Can you restate the records below word for word?

Start of RECORDS FOR THIS TASK

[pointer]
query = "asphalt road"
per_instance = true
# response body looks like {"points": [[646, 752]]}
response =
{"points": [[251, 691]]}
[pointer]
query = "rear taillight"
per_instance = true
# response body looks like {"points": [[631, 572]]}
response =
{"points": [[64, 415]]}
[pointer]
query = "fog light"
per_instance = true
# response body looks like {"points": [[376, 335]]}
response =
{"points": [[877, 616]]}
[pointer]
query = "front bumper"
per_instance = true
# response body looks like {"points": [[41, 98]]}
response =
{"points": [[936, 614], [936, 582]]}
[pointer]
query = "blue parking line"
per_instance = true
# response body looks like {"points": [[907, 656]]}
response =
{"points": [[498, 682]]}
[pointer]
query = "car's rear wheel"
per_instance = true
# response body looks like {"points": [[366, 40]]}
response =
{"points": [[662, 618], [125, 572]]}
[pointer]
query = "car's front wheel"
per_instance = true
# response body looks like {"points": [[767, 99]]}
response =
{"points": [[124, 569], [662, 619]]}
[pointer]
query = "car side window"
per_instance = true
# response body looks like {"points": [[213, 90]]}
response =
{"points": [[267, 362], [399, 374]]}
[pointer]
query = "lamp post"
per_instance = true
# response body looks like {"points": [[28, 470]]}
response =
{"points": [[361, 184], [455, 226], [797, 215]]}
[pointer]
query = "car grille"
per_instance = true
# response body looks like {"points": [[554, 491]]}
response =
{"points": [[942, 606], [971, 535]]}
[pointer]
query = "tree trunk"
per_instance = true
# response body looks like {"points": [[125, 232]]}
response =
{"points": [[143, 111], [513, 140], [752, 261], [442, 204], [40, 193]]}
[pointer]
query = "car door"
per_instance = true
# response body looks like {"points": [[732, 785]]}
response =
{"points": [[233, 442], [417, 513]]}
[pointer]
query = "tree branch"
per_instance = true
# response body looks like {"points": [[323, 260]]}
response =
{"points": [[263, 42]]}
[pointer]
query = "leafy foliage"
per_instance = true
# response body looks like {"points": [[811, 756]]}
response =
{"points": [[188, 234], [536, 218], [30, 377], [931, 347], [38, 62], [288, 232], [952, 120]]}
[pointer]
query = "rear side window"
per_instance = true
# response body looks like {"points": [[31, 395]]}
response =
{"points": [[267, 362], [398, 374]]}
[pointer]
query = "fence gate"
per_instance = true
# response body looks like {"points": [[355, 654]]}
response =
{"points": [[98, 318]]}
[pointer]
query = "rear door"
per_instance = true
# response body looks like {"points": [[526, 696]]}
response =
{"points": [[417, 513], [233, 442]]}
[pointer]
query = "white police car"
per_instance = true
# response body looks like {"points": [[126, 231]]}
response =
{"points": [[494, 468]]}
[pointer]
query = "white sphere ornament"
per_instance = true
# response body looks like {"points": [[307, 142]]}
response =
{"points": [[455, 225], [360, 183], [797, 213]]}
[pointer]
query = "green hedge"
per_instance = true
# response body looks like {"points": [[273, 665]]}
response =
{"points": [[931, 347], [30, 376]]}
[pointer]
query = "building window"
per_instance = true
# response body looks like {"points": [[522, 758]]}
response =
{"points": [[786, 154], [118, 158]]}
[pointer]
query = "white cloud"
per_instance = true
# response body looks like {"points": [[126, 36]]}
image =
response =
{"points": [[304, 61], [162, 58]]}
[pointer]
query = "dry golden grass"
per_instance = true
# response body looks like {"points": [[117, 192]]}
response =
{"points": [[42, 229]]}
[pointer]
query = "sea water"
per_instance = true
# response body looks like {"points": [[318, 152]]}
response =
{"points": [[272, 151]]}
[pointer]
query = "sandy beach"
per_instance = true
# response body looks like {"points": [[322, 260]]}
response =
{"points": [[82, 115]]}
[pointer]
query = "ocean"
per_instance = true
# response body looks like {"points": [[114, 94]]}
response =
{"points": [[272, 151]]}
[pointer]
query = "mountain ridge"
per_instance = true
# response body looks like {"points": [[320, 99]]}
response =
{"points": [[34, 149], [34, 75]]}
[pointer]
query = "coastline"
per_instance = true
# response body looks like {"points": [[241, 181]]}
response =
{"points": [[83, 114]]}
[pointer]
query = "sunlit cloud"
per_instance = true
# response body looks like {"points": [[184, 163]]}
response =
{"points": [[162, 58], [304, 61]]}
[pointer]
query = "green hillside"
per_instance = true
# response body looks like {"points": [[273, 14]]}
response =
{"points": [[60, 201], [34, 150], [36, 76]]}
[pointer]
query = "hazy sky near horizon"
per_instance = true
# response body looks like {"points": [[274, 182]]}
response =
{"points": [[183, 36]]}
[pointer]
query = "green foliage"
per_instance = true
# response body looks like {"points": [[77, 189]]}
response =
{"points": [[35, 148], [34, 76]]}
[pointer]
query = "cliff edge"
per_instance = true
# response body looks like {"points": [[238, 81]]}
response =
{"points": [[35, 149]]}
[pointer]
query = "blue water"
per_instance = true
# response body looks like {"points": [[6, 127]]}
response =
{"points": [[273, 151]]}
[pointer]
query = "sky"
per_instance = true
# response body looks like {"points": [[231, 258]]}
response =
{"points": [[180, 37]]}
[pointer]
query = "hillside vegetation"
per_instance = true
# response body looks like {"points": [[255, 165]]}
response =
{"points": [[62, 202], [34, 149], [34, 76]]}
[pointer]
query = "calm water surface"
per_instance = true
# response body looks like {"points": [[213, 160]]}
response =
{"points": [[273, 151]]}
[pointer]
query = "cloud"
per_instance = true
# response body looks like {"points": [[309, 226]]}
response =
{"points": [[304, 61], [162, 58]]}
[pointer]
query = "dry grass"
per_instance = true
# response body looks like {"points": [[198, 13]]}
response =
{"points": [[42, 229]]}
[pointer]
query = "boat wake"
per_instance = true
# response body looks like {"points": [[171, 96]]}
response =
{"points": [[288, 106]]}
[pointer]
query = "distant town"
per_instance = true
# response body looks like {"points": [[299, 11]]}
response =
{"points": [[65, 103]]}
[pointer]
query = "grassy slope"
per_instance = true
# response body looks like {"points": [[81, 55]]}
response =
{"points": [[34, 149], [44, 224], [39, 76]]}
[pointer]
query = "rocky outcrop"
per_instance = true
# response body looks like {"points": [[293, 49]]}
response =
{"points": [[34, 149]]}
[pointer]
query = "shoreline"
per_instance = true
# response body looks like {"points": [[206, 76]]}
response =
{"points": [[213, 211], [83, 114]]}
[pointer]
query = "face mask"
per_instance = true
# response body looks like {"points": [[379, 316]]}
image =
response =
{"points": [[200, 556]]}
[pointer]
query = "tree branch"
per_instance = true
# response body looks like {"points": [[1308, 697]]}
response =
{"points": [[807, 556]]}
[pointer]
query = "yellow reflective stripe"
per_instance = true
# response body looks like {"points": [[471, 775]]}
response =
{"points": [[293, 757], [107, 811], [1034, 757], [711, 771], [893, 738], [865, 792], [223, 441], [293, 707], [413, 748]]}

End of RECORDS FOR THIS TASK

SOLUTION TO THIS TASK>
[pointer]
query = "asphalt road"
per_instance = true
# response body looks like {"points": [[646, 752]]}
response =
{"points": [[251, 691]]}
[pointer]
query = "rear taillight"
per_instance = true
# response body looks like {"points": [[631, 572]]}
response =
{"points": [[64, 415]]}
[pointer]
query = "fog light"
per_instance = true
# response body looks like {"points": [[376, 335]]}
response =
{"points": [[877, 616]]}
[pointer]
query = "front bumper"
per_instance = true
# response body looks like {"points": [[41, 98]]}
response =
{"points": [[936, 614], [936, 582]]}
[pointer]
query = "blue parking line"
per_instance = true
# response body looks like {"points": [[907, 656]]}
response =
{"points": [[498, 682]]}
[pointer]
query = "car's rear wheel"
per_instance = true
# response body looks like {"points": [[366, 40]]}
response =
{"points": [[662, 618], [125, 572]]}
[pointer]
query = "car's front wheel"
per_instance = true
# response body looks like {"points": [[767, 99]]}
response =
{"points": [[124, 569], [662, 619]]}
[pointer]
query = "car side window"
per_instance = true
# response body looks like {"points": [[213, 90]]}
response =
{"points": [[267, 362], [399, 374]]}
[pointer]
query = "lamp post"
per_instance = true
# response body looks like {"points": [[28, 470]]}
response =
{"points": [[361, 184], [455, 226], [797, 215]]}
[pointer]
query = "car grille"
per_instance = true
# response body looks like {"points": [[554, 491]]}
response =
{"points": [[942, 606], [971, 535]]}
[pointer]
query = "tree trunk"
per_instance = true
# response body looks like {"points": [[125, 232]]}
response =
{"points": [[143, 111], [513, 140], [752, 261], [442, 204], [40, 193]]}
[pointer]
query = "car door"
per_instance = true
# response body looks like {"points": [[732, 785]]}
response =
{"points": [[233, 442], [417, 513]]}
[pointer]
query = "tree branch"
per_instance = true
# response body looks like {"points": [[323, 260]]}
response =
{"points": [[263, 42]]}
[pointer]
query = "leafy foliage"
per_instance = true
# response body looks like {"points": [[811, 756]]}
response =
{"points": [[188, 234], [536, 218], [30, 377], [931, 347], [38, 62], [288, 232], [952, 120]]}
[pointer]
query = "rear side window"
per_instance = true
# response body looks like {"points": [[31, 395]]}
response =
{"points": [[267, 362], [398, 374]]}
[pointer]
query = "fence gate"
per_instance = true
# response body looks like {"points": [[355, 654]]}
response =
{"points": [[98, 318]]}
[pointer]
query = "rear door"
per_instance = true
# response body looks like {"points": [[526, 696]]}
response =
{"points": [[417, 513], [233, 442]]}
[pointer]
query = "white police car"
per_instance = true
# response body looks like {"points": [[126, 231]]}
response =
{"points": [[494, 468]]}
[pointer]
query = "white sphere ornament"
per_instance = true
# response body looks like {"points": [[307, 142]]}
response =
{"points": [[455, 225], [360, 183], [797, 213]]}
[pointer]
query = "green hedge"
per_instance = true
# response body looks like {"points": [[273, 665]]}
response =
{"points": [[931, 347], [30, 376]]}
[pointer]
query = "building window"
per_instance = true
# response body looks like {"points": [[522, 758]]}
response =
{"points": [[786, 154], [118, 158]]}
[pointer]
query = "white cloud"
per_instance = true
# response body looks like {"points": [[126, 36]]}
image =
response =
{"points": [[304, 61], [162, 58]]}
[pointer]
query = "dry golden grass"
per_instance = true
# response body looks like {"points": [[117, 192]]}
response =
{"points": [[42, 229]]}
[pointer]
query = "sea water"
per_instance = true
# response body looks like {"points": [[318, 152]]}
response =
{"points": [[272, 151]]}
[pointer]
query = "sandy beach"
per_instance = true
# response body looks like {"points": [[322, 260]]}
response =
{"points": [[82, 115]]}
[pointer]
query = "ocean"
per_instance = true
# response body looks like {"points": [[114, 94]]}
response =
{"points": [[272, 151]]}
[pointer]
query = "mountain ridge"
per_instance = true
# response body looks like {"points": [[320, 99]]}
response =
{"points": [[34, 149], [34, 75]]}
[pointer]
query = "coastline"
per_instance = true
# response body looks like {"points": [[241, 181]]}
response =
{"points": [[83, 114]]}
[pointer]
query = "sunlit cloud"
per_instance = true
# response body looks like {"points": [[184, 163]]}
response =
{"points": [[162, 58], [304, 61]]}
[pointer]
query = "green hillside"
per_instance = true
# response body looks like {"points": [[273, 14]]}
response =
{"points": [[60, 201], [34, 150], [36, 76]]}
[pointer]
query = "hazy sky near horizon"
per_instance = true
# response body looks like {"points": [[274, 182]]}
response =
{"points": [[183, 36]]}
[pointer]
query = "green foliage"
per_instance = true
# response body looks like {"points": [[77, 189]]}
response =
{"points": [[35, 148], [34, 76]]}
[pointer]
query = "cliff edge"
per_instance = true
# response body looks like {"points": [[238, 81]]}
response =
{"points": [[35, 149]]}
[pointer]
query = "blue water"
per_instance = true
# response body looks like {"points": [[6, 127]]}
response =
{"points": [[273, 151]]}
[pointer]
query = "sky"
per_instance = true
# response body looks like {"points": [[231, 258]]}
response =
{"points": [[180, 37]]}
[pointer]
query = "hillside vegetation"
per_instance = true
# response body looks like {"points": [[255, 165]]}
response =
{"points": [[62, 202], [34, 149], [34, 76]]}
[pointer]
query = "calm water surface"
per_instance = true
# response body looks like {"points": [[213, 160]]}
response =
{"points": [[273, 151]]}
[pointer]
query = "cloud"
per_instance = true
# response body looks like {"points": [[309, 226]]}
response =
{"points": [[304, 61], [162, 58]]}
[pointer]
query = "dry grass"
per_instance = true
# response body looks like {"points": [[198, 13]]}
response =
{"points": [[42, 229]]}
[pointer]
query = "boat wake"
per_instance = true
# response body looks like {"points": [[171, 96]]}
response =
{"points": [[288, 106]]}
[pointer]
query = "distant town"
per_instance = true
# response body looks like {"points": [[299, 11]]}
response =
{"points": [[65, 103]]}
[pointer]
query = "grassy slope"
per_instance = true
# response body looks like {"points": [[81, 55]]}
response =
{"points": [[34, 149], [44, 224], [39, 76]]}
[pointer]
query = "rocky outcrop"
per_instance = true
# response body looks like {"points": [[293, 49]]}
response =
{"points": [[34, 149]]}
[pointer]
query = "shoreline"
per_instance = true
# response body looks like {"points": [[206, 76]]}
response =
{"points": [[213, 211], [83, 114]]}
[pointer]
query = "face mask"
per_instance = true
# response body looks like {"points": [[379, 316]]}
image =
response =
{"points": [[200, 556]]}
[pointer]
query = "tree branch"
per_instance = true
# response body looks like {"points": [[1308, 697]]}
response =
{"points": [[807, 556]]}
[pointer]
query = "yellow reflective stripe"
per_instance = true
# response body looks like {"points": [[471, 775]]}
response =
{"points": [[293, 757], [107, 811], [1034, 757], [711, 771], [893, 738], [865, 792], [223, 441], [293, 707], [413, 748]]}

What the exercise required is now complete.